(Records from a dataset)
####
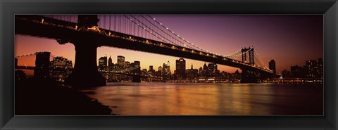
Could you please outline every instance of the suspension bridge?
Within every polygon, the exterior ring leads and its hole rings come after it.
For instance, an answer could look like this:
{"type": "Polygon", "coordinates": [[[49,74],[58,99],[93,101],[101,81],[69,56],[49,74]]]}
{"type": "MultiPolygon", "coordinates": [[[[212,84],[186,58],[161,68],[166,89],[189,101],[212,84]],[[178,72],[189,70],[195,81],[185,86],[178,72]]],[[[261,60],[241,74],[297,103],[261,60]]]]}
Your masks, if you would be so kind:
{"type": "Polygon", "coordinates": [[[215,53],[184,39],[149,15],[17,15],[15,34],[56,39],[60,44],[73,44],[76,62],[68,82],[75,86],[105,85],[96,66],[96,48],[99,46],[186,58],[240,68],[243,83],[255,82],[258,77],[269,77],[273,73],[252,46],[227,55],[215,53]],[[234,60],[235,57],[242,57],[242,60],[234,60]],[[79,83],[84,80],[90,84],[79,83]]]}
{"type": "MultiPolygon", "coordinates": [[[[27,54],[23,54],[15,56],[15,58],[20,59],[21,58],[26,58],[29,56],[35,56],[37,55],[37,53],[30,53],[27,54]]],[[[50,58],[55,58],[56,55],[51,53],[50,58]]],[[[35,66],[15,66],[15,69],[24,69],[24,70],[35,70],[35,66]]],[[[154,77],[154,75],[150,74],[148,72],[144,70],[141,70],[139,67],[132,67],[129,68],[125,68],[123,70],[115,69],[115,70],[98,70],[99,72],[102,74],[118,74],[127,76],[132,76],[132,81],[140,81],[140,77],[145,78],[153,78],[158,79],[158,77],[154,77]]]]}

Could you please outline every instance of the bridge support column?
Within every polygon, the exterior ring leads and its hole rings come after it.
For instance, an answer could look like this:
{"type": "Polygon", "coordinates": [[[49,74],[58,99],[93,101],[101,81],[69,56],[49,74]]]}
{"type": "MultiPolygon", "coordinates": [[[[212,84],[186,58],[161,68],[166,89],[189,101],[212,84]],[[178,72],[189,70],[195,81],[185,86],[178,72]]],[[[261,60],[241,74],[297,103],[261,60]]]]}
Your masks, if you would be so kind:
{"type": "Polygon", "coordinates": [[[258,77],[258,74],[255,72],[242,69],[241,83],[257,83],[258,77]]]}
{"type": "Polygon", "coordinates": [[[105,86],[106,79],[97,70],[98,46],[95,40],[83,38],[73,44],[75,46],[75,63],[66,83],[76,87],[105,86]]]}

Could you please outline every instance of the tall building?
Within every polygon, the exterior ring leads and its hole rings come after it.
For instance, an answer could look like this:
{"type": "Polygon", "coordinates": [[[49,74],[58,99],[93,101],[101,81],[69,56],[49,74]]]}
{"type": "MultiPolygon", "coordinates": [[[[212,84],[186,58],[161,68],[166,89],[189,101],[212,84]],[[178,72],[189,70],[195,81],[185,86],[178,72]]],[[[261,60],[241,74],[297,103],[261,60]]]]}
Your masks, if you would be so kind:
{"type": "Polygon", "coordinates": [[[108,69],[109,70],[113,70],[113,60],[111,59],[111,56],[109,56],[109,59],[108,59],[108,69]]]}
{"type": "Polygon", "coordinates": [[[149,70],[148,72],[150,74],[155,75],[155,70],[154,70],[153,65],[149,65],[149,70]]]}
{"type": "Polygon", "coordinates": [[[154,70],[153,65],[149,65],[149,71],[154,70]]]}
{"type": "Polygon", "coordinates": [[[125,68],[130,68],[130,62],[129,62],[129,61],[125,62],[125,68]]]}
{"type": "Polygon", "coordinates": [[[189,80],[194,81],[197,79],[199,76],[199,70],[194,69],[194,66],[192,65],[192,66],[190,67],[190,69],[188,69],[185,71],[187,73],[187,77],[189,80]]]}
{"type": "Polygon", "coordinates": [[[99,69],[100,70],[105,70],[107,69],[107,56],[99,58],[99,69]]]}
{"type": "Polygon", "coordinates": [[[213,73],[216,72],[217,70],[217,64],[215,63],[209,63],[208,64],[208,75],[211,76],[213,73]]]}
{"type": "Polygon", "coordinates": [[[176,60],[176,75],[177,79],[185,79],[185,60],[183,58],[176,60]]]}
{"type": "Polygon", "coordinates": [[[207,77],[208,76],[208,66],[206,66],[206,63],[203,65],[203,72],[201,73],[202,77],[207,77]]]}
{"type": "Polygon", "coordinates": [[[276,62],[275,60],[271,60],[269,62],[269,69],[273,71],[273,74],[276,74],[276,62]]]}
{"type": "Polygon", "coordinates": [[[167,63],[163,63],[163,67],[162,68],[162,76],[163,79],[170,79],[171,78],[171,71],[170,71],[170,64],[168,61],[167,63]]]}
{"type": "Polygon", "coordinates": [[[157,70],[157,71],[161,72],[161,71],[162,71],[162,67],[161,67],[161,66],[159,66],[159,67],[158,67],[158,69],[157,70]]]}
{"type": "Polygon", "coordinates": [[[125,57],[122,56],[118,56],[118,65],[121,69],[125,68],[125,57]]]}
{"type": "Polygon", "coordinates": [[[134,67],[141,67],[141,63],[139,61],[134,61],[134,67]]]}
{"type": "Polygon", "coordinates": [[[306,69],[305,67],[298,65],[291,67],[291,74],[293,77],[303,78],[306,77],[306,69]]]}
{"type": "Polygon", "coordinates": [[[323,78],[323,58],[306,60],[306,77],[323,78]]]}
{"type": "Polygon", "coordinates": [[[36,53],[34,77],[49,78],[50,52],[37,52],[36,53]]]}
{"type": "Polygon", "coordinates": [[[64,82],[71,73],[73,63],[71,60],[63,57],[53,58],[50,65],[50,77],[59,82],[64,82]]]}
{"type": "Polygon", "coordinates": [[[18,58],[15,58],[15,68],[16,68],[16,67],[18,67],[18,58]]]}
####
All the lines above are to be reproduced exactly, except the pictures.

THE SOLUTION:
Could you please outline every instance of the suspension bridge?
Within every polygon, the exterior ring leads and its hole rings come after it.
For instance, an answer could look like this:
{"type": "Polygon", "coordinates": [[[49,74],[58,99],[93,101],[101,81],[69,56],[49,74]]]}
{"type": "MultiPolygon", "coordinates": [[[[212,84],[186,58],[161,68],[166,89],[189,101],[212,84]],[[178,72],[189,70],[195,81],[185,86],[178,72]]],[[[261,60],[241,74],[297,103],[261,60]]]]}
Your masks, if you would be so kind:
{"type": "Polygon", "coordinates": [[[215,53],[184,39],[149,15],[17,15],[15,34],[56,39],[60,44],[73,44],[76,62],[68,82],[75,86],[105,85],[96,66],[96,48],[99,46],[186,58],[240,68],[243,83],[255,82],[258,77],[269,77],[273,73],[252,46],[227,55],[215,53]],[[234,60],[235,57],[242,57],[242,60],[234,60]],[[79,83],[84,80],[90,84],[79,83]]]}
{"type": "MultiPolygon", "coordinates": [[[[27,54],[23,54],[15,56],[15,58],[20,59],[21,58],[26,58],[29,56],[35,56],[37,55],[37,53],[30,53],[27,54]]],[[[50,58],[55,58],[56,55],[51,53],[50,58]]],[[[35,66],[15,66],[15,69],[24,69],[24,70],[35,70],[35,66]]],[[[154,77],[154,75],[150,74],[148,72],[144,70],[141,70],[139,67],[132,67],[129,68],[125,68],[123,70],[115,69],[115,70],[98,70],[99,72],[102,74],[118,74],[127,76],[132,76],[132,81],[140,81],[140,77],[145,78],[153,78],[158,79],[158,77],[154,77]]]]}

Could you please outline every instance of the bridge support column?
Within every polygon, the exterior ring leads and its hole rings come after it.
For instance, an answer could look like this:
{"type": "Polygon", "coordinates": [[[49,74],[58,99],[93,101],[101,81],[69,56],[49,74]]]}
{"type": "MultiPolygon", "coordinates": [[[[212,84],[186,58],[161,68],[166,89],[189,101],[212,84]],[[178,72],[189,70],[195,81],[185,86],[178,72]]],[[[261,60],[241,74],[297,103],[261,60]]]]}
Your masks, if you would be so kind:
{"type": "Polygon", "coordinates": [[[258,77],[258,74],[255,72],[242,69],[241,83],[257,83],[258,77]]]}
{"type": "Polygon", "coordinates": [[[105,86],[106,79],[97,70],[98,46],[95,40],[83,38],[73,44],[75,46],[75,63],[66,83],[76,87],[105,86]]]}

Could you please outline every instance of the tall building?
Within every polygon, the exterior ring leads and its hole rings come after it.
For instance, an answer could look like this:
{"type": "Polygon", "coordinates": [[[49,74],[58,99],[93,101],[101,81],[69,56],[49,74]]]}
{"type": "MultiPolygon", "coordinates": [[[[212,84],[186,58],[161,68],[166,89],[189,101],[212,84]],[[178,72],[189,70],[195,81],[185,86],[178,72]]],[[[261,60],[241,74],[297,103],[261,60]]]]}
Your masks, if you would be so kind:
{"type": "Polygon", "coordinates": [[[108,69],[109,70],[113,70],[113,60],[111,59],[111,56],[109,56],[109,59],[108,59],[108,69]]]}
{"type": "Polygon", "coordinates": [[[149,70],[148,72],[150,74],[155,75],[155,70],[154,70],[153,65],[149,65],[149,70]]]}
{"type": "Polygon", "coordinates": [[[154,70],[153,65],[149,65],[149,71],[154,70]]]}
{"type": "Polygon", "coordinates": [[[125,68],[130,68],[130,62],[129,62],[129,61],[125,62],[125,68]]]}
{"type": "Polygon", "coordinates": [[[189,80],[194,81],[197,79],[199,76],[199,70],[194,69],[194,66],[192,65],[192,66],[190,67],[190,69],[188,69],[185,71],[187,73],[187,77],[189,80]]]}
{"type": "Polygon", "coordinates": [[[99,69],[100,70],[105,70],[107,69],[107,56],[99,58],[99,69]]]}
{"type": "Polygon", "coordinates": [[[213,73],[216,72],[217,70],[217,64],[215,63],[209,63],[208,64],[208,75],[211,76],[213,73]]]}
{"type": "Polygon", "coordinates": [[[176,60],[176,75],[177,79],[185,79],[185,60],[183,58],[176,60]]]}
{"type": "Polygon", "coordinates": [[[207,77],[208,76],[208,66],[206,66],[206,63],[203,65],[203,72],[201,73],[202,77],[207,77]]]}
{"type": "Polygon", "coordinates": [[[276,62],[275,60],[271,60],[269,62],[269,69],[273,71],[273,74],[276,74],[276,62]]]}
{"type": "Polygon", "coordinates": [[[167,63],[163,63],[163,67],[162,68],[162,76],[163,79],[170,79],[171,78],[171,71],[170,71],[170,64],[168,61],[167,63]]]}
{"type": "Polygon", "coordinates": [[[157,70],[157,71],[161,72],[161,71],[162,71],[162,67],[161,67],[161,66],[159,66],[159,67],[158,67],[158,69],[157,70]]]}
{"type": "Polygon", "coordinates": [[[125,57],[122,56],[118,56],[118,65],[121,69],[125,68],[125,57]]]}
{"type": "Polygon", "coordinates": [[[134,67],[141,67],[141,63],[139,61],[134,61],[134,67]]]}
{"type": "Polygon", "coordinates": [[[306,69],[305,67],[298,65],[291,67],[291,74],[293,77],[303,78],[306,77],[306,69]]]}
{"type": "Polygon", "coordinates": [[[323,78],[323,58],[306,60],[306,77],[323,78]]]}
{"type": "Polygon", "coordinates": [[[36,53],[34,77],[49,78],[50,52],[37,52],[36,53]]]}
{"type": "Polygon", "coordinates": [[[64,82],[71,73],[73,63],[71,60],[63,57],[53,58],[50,65],[50,77],[59,82],[64,82]]]}
{"type": "Polygon", "coordinates": [[[18,58],[15,58],[15,68],[16,68],[16,67],[18,67],[18,58]]]}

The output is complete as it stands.